■ **What you are asked to do**
Would you copy only the lines below, beginning with the one that contains "the curved metal" and running through the last entry line?

- - -

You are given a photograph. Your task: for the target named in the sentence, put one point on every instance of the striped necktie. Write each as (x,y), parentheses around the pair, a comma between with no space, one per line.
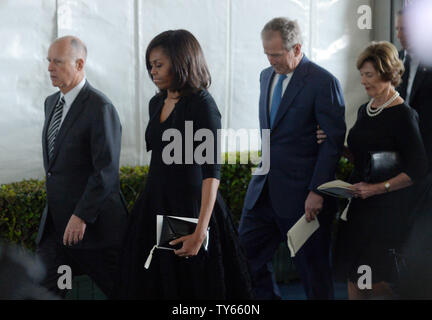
(54,126)
(276,98)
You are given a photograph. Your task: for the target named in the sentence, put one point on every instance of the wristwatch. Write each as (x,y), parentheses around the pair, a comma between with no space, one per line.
(387,186)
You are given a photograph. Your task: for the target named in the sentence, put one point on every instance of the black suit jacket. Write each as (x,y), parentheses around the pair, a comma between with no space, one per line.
(82,178)
(420,101)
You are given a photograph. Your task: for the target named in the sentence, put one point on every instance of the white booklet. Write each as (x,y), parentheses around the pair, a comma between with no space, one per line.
(300,233)
(337,188)
(159,231)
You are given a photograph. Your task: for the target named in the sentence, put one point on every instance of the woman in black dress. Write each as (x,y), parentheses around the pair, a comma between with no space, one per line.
(377,215)
(180,184)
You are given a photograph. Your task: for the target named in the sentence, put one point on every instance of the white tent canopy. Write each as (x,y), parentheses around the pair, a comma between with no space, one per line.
(117,33)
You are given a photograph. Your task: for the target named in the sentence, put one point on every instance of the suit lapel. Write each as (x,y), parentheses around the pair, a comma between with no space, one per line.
(50,105)
(73,113)
(295,85)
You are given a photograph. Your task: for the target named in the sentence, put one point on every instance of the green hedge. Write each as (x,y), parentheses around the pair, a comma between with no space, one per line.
(21,203)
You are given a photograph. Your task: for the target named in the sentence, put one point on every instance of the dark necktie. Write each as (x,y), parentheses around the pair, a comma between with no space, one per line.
(276,99)
(54,126)
(405,77)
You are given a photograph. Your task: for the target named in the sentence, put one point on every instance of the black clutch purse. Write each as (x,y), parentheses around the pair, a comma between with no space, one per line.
(381,166)
(173,228)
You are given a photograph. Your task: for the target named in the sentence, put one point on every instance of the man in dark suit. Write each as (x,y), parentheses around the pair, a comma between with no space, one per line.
(415,89)
(85,214)
(296,96)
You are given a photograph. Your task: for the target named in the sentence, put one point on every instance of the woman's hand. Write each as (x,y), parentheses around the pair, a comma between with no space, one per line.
(321,136)
(365,190)
(191,244)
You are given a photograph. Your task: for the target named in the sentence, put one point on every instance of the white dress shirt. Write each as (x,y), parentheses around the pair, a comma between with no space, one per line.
(284,86)
(414,63)
(70,98)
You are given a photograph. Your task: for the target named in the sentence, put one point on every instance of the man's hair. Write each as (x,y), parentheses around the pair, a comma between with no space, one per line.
(289,31)
(79,47)
(188,64)
(385,59)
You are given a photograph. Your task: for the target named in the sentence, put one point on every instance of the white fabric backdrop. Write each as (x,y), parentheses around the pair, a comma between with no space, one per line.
(117,33)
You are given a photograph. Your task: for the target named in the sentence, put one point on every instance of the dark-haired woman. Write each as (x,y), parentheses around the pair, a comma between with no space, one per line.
(179,184)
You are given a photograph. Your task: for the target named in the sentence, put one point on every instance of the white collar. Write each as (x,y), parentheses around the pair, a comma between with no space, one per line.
(73,93)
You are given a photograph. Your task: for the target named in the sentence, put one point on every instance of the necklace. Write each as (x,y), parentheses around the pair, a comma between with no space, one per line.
(374,112)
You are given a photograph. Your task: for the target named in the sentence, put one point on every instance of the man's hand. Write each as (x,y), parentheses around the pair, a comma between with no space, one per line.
(74,231)
(365,190)
(313,205)
(321,136)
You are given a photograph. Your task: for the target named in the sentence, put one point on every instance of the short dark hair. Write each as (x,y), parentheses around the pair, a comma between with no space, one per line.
(188,64)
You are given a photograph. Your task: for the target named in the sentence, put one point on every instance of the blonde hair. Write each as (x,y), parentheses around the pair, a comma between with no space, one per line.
(385,59)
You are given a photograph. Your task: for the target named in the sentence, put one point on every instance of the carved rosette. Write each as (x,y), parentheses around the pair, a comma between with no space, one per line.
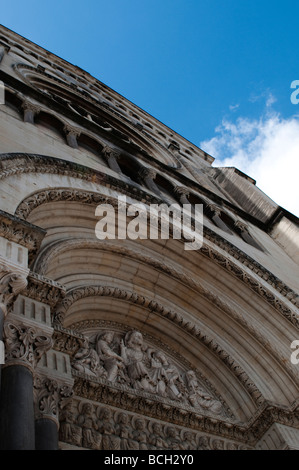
(24,345)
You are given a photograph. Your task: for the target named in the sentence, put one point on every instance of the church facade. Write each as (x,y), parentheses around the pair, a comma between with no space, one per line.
(134,343)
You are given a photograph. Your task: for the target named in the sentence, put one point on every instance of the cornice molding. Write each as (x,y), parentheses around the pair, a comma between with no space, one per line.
(54,250)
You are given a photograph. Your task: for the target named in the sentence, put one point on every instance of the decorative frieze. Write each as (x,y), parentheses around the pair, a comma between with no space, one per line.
(171,315)
(236,268)
(21,232)
(44,290)
(11,284)
(86,424)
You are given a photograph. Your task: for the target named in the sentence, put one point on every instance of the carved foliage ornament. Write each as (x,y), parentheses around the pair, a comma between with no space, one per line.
(49,395)
(24,344)
(85,424)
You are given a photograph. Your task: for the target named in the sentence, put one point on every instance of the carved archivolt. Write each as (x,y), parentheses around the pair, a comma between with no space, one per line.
(24,344)
(251,281)
(46,257)
(165,312)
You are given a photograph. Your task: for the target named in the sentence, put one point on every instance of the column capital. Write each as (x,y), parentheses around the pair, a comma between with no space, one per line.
(11,284)
(71,130)
(49,396)
(24,343)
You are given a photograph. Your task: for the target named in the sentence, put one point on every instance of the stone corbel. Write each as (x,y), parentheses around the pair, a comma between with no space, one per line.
(112,156)
(72,134)
(30,111)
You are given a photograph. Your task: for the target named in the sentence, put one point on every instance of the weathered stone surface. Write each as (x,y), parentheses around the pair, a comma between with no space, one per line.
(134,344)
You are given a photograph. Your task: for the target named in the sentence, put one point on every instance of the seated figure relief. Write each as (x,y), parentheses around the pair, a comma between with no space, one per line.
(126,359)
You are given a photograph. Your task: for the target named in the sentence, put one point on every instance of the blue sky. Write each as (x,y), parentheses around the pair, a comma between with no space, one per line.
(216,71)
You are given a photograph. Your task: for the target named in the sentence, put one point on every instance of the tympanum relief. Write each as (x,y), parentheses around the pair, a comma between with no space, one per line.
(125,359)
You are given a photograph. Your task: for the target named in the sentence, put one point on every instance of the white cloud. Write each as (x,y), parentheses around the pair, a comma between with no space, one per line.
(266,149)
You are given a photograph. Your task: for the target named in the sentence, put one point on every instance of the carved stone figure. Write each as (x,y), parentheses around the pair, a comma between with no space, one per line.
(87,420)
(173,439)
(188,441)
(140,435)
(166,377)
(198,397)
(69,431)
(125,432)
(107,428)
(112,361)
(203,443)
(133,355)
(156,438)
(86,360)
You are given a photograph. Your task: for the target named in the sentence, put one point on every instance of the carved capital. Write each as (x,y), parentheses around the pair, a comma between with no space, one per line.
(24,345)
(11,284)
(146,173)
(49,396)
(241,226)
(30,111)
(70,130)
(46,398)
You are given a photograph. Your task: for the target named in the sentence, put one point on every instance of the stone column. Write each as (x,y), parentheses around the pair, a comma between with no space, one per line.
(3,50)
(11,283)
(71,135)
(215,216)
(27,336)
(112,156)
(52,387)
(30,111)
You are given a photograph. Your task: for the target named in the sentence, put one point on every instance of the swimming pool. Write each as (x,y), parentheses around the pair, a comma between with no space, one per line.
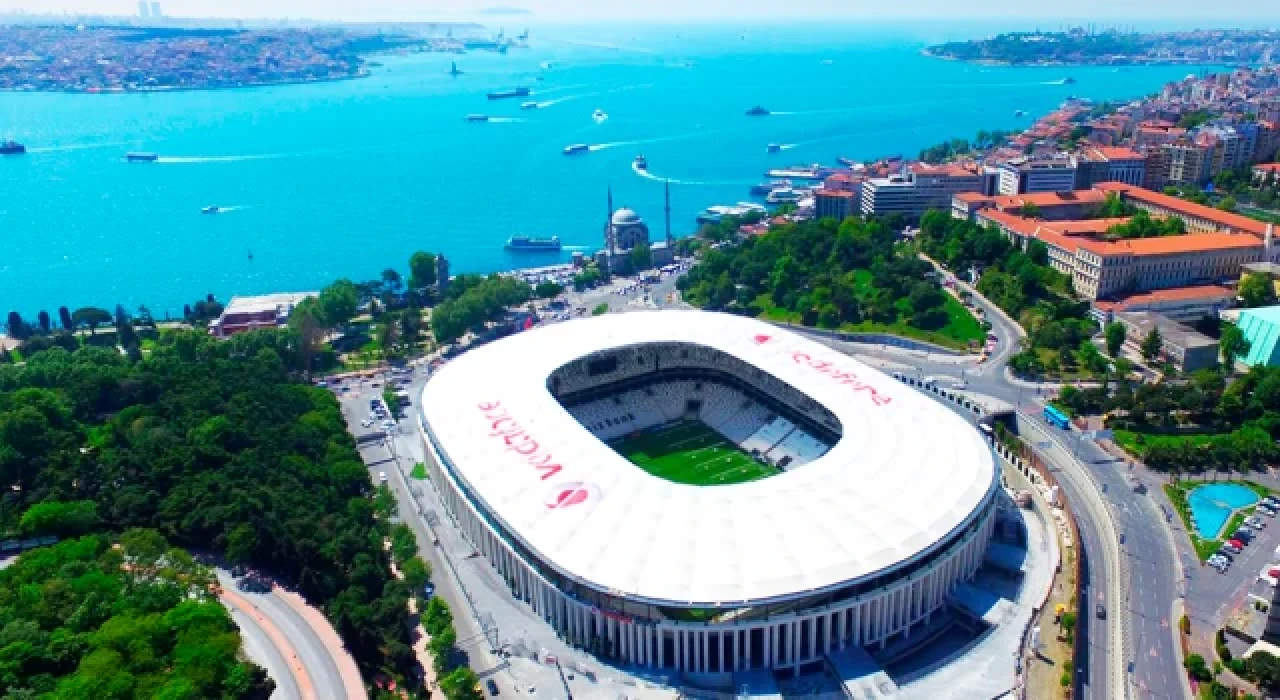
(1212,503)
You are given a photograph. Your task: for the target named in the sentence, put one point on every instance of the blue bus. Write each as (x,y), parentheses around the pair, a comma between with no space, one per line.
(1056,417)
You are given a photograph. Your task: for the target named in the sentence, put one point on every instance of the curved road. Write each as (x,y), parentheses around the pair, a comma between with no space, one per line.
(316,673)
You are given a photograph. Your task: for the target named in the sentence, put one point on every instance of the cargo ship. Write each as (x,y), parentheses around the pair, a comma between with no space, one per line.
(536,245)
(508,94)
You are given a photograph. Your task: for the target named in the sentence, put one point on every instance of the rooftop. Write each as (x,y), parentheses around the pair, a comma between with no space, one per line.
(878,499)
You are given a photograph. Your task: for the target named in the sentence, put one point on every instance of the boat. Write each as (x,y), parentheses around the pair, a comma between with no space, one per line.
(507,94)
(526,243)
(766,187)
(796,173)
(784,196)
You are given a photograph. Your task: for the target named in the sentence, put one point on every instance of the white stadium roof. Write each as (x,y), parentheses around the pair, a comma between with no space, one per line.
(906,472)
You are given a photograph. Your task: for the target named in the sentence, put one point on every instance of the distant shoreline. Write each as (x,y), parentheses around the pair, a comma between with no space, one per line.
(182,88)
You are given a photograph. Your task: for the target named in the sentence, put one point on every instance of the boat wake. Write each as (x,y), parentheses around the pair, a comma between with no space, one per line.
(195,160)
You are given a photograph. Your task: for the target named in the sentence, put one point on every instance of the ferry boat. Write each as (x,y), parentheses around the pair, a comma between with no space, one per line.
(766,187)
(507,94)
(526,243)
(784,196)
(798,173)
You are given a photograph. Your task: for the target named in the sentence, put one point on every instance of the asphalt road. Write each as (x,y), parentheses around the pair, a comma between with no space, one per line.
(304,644)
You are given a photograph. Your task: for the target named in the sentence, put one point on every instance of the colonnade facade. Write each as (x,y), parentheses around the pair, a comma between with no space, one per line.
(780,641)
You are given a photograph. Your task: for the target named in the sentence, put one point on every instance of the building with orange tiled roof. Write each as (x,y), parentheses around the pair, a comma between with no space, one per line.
(1198,218)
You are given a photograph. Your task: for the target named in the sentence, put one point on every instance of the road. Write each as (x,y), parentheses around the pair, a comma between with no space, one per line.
(1147,548)
(309,666)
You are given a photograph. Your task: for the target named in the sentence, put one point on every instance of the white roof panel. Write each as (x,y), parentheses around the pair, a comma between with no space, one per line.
(905,474)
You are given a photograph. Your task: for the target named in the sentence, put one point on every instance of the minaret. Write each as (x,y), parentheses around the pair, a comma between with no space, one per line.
(667,198)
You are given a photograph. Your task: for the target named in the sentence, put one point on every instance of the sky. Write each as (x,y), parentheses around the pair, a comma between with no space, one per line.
(1217,13)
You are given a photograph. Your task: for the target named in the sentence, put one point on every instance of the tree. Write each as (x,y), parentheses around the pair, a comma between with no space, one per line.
(18,329)
(461,684)
(1115,335)
(91,316)
(1266,668)
(1152,344)
(421,270)
(416,573)
(59,517)
(1233,344)
(641,257)
(1257,289)
(339,302)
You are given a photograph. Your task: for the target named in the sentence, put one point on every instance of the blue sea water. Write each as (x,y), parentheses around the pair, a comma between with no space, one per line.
(348,178)
(1214,503)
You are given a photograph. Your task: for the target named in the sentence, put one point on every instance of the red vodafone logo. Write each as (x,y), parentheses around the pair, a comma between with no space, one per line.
(571,493)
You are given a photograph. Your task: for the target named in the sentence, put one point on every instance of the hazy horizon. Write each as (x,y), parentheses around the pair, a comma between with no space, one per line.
(1219,14)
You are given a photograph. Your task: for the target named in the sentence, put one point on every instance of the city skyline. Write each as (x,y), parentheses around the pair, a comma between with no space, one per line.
(663,10)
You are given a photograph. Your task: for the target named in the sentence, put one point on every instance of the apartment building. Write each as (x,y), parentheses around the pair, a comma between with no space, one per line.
(1025,175)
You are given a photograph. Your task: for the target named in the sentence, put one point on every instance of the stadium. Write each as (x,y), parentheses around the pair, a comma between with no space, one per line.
(705,493)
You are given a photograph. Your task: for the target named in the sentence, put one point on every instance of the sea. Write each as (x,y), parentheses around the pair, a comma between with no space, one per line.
(344,179)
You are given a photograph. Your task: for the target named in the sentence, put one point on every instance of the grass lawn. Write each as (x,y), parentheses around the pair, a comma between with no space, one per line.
(1205,549)
(689,452)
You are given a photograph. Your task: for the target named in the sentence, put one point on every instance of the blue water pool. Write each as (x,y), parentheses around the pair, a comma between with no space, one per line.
(1212,504)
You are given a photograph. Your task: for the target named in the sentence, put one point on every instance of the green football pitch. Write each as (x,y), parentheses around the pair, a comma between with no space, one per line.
(688,452)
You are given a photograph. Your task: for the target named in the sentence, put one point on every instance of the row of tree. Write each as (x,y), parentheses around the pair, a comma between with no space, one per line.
(827,273)
(216,445)
(118,617)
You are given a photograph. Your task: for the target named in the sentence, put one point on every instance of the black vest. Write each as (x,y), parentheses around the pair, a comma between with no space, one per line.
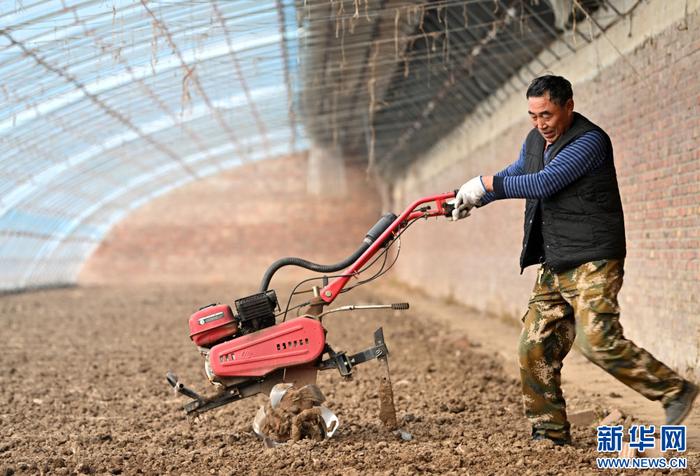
(583,221)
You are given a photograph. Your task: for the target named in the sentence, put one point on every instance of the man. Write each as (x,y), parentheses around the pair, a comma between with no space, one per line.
(574,228)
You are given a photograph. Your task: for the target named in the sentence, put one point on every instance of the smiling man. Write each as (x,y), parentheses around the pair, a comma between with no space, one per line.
(575,232)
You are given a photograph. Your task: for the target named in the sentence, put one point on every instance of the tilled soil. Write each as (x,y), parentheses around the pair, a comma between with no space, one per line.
(83,390)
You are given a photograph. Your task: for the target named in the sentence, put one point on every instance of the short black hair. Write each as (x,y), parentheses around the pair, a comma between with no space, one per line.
(559,88)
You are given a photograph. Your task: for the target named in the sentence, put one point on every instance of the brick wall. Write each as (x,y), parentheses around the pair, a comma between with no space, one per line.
(230,227)
(653,118)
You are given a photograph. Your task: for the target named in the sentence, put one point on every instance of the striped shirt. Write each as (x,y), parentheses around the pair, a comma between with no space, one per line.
(576,159)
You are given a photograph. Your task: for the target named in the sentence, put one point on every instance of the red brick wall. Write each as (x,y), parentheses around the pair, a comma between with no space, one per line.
(653,118)
(229,228)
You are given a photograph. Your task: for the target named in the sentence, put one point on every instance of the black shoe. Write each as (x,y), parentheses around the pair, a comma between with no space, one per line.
(557,441)
(678,408)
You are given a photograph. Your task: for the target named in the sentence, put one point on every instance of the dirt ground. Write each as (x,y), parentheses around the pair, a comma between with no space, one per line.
(83,390)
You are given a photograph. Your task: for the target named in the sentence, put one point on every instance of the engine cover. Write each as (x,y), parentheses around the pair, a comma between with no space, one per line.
(298,341)
(211,324)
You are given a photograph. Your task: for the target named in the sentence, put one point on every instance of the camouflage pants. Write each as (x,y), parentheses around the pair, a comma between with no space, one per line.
(581,304)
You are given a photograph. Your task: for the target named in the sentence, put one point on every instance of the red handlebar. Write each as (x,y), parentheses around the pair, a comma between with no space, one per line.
(331,291)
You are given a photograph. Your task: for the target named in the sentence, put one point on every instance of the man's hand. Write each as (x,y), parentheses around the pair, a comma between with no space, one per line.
(470,193)
(460,212)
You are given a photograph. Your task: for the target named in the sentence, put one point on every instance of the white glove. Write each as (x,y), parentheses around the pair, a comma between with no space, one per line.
(470,193)
(459,212)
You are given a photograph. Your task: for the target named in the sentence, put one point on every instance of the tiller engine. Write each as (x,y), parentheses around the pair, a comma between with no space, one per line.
(254,348)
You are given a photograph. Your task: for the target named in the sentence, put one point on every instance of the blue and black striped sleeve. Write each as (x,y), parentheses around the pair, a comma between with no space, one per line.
(584,154)
(516,168)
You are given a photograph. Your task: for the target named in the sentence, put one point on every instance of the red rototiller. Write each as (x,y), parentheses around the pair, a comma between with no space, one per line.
(251,350)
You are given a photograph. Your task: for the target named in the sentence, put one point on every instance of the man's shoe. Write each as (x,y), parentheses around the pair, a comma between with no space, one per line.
(556,441)
(678,408)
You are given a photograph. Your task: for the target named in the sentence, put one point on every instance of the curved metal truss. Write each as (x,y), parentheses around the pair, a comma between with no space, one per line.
(107,104)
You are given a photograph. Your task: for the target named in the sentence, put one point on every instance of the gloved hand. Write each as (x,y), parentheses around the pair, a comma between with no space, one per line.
(470,193)
(460,212)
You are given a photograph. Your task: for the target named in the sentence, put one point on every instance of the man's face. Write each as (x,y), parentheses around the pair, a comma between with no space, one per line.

- - -

■ **Response to this task**
You are given a photograph. Your task: for the target named in the sentence, put one point on every instance of the curved metal truss. Write each as (x,y), parentheses around the pair, a comma between with no space, one per line.
(107,104)
You are given a photograph. Your task: for the target named in the sentence, put one point on every instance of the gloved hand. Write each as (x,y), parentheses around the pair, a comma between with no space, one per line.
(470,193)
(460,212)
You are given a photograph. Your task: for the target named in the sentence, put one point on every instance of the man's face. Write each as (x,y), parentheses around the pair, a comma between with no space, one per line.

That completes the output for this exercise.